:: Text segment ::
Because of the drawing out of water that occurs when food hits hot oil, it is often necessary to create an insulating barrier in the form of batter or breadcrumbs to prevent food becoming tough and stringy.

This is what creates the delicious combination of a crunchy, golden exterior with a tender, steamed filling.

When you bite into perfectly deep-fried chicken kara-age or a sweetcorn fritter, it’s the crunch that is a testament to the wonders of deep frying, when it’s done right.

What is the Best Oil for Deep Frying?

The ideal oil for deep frying should have a high smoke point, a neutral flavour and remain stable at high temperatures.

Oils like sunflower, peanut oil, and rapeseed are popular choices because they are easily accessible, have high smoke points, and don't break the bank.

However, there's an international trend, especially in Mediterranean cultures, of using olive oil for frying, and it’s something we definitely recommend you explore.

Olive oil for frying

What is Smoke Point, and Why Does It Matter?

The smoke point of an oil is the temperature at which it starts to produce smoke. Once an oil reaches its smoke point, it can start to break down, losing its nutritional properties and producing harmful compounds.

Oil that has surpassed its smoke point can give food an unpleasant taste. When choosing an oil for deep frying, a high smoke point is essential so the oil remains stable and safe throughout the cooking process and so your food tastes good.

Oil temperature is key to deep frying. If your oil isn’t hot enough, it won’t vaporise water molecules effectively, which will lead to soggy, greasy-tasting food.

Conversely, if the oil is too hot, you risk the exterior of your food burning while the centre remains raw. It’s definitely worth investing in a food thermometer to ensure accuracy.

Is it A Myth that You Can't Fry with Olive Oil?

The short answer is yes. The long answer is yeeeeeeees! 

It's a myth that olive oil isn’t suitable for frying. While extra virgin olive oil has a smoke point around 190-210°C (375-410°F), regular olive oil, often a blend of cold-pressed and processed oils, has a smoke point ranging from 210-240°C (410-465°F), making it very suitable for frying.

Deep frying with olive oil has a long tradition in Mediterranean cuisine, from Spanish churros to Italian fritto misto. You need only taste them once to know our European friends are on to something special!
:::
:: Given information ::
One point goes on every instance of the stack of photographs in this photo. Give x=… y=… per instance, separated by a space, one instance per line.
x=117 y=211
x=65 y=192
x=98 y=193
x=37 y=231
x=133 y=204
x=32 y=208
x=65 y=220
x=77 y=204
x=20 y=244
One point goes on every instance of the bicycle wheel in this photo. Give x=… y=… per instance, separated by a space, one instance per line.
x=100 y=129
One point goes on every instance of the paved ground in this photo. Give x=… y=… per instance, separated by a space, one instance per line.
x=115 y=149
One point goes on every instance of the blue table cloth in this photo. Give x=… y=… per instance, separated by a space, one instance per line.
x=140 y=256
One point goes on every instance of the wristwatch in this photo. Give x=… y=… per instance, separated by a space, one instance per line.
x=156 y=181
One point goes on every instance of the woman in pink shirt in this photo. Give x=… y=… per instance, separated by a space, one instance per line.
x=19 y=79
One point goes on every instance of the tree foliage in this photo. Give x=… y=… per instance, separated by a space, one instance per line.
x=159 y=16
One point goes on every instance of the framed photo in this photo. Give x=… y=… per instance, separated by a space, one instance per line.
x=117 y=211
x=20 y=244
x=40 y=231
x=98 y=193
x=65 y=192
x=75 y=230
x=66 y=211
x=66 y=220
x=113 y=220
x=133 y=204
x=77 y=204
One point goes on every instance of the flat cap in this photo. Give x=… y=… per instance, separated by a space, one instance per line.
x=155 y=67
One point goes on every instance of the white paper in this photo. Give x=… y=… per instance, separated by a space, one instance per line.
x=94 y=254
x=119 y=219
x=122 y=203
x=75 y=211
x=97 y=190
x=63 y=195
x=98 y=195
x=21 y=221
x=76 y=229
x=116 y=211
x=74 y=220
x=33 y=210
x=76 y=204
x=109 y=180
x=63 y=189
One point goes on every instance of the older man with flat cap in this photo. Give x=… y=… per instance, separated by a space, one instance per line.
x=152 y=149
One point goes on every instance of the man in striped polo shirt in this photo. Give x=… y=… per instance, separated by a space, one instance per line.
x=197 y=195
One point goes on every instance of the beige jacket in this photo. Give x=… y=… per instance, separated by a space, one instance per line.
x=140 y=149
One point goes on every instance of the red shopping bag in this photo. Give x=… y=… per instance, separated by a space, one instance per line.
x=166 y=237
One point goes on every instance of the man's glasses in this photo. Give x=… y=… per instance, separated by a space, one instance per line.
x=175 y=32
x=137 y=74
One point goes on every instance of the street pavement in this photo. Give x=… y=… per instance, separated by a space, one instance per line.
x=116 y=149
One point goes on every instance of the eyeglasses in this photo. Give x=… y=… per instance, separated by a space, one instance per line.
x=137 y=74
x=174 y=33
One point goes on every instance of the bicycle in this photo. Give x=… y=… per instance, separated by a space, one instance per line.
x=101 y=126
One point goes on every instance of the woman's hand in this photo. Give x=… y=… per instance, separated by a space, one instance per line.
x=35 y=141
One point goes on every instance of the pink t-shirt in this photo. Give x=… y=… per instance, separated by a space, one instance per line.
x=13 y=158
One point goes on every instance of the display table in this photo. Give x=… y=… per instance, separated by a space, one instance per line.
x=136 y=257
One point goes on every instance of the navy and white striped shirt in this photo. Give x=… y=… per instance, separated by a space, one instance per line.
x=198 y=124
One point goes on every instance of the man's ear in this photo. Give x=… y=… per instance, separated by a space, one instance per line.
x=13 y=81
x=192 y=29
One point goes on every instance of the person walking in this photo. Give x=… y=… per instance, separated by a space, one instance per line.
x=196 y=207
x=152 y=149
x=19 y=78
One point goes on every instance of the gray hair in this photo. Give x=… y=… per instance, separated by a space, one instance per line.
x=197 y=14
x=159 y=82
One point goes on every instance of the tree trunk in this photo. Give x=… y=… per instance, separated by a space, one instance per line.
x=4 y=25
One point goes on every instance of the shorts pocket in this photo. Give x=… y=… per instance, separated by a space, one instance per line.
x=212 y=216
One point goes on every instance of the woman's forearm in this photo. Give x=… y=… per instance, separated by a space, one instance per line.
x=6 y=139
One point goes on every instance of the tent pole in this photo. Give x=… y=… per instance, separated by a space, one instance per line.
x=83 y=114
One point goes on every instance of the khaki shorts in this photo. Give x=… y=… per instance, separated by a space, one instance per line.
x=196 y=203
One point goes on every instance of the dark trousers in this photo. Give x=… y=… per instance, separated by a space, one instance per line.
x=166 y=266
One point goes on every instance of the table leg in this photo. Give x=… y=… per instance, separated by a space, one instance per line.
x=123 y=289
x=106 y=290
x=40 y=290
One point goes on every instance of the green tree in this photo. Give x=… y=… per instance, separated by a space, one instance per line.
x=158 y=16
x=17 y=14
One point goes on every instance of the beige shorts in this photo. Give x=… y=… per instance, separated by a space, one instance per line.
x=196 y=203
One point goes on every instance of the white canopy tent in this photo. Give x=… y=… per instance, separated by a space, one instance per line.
:::
Stated task
Resume the text on deep frying and cooking oils, starting right after its final sentence. The listing is separate from the text about deep frying oils and plays no part in it.

Exercise response
Tempura Olive oil for frying

Which Olive Oils are Best for Deep Frying?

For deep frying, it's best to opt for regular or 'pure' olive oil over extra virgin varieties. Again, this is due to the higher smoke point, which can withstand the high temperatures of frying without the oil degrading.

Brands like Nunez De Prado Organic Olive Oil or Oro del Desierto Organic Extra Virgin Olive Oil, both available at Sous Chef, are fine examples that can be used for frying to give your dishes a unique flavour.

Unusual ideas for deep-frying

  • Croquettes are a classic, but why not try giving them a sweet makeover with our chocolate and raspberry version.
  • Bao’s deep fried daikon cake is a recipe born from a delicious mistake!
  • Perfect for the food waste-conscious, deep fried marinated banana peels make for a moreish vegan “bacon” alternative.
  • Olives! Try deep frying stuffed and breadcrumbed olives in their own oil for full circle synergy!
  • Deep-Fried Ice Cream is a revelation! Use olive oil to quickly deep dry battered ice cream scoops for a frozen dessert served in its own hot and crispy shell.

While olive oil might not be the traditional choice for frying in the UK, it’s a versatile, flavourful option that’s worth a try.

Whether you're recreating classic British dishes or venturing into the world of international fried delicacies, olive oil might just become your new favourite frying companion. Reach for the olive oil next time you want to get your sizzle on to create crispy, golden, olive oil-infused delights!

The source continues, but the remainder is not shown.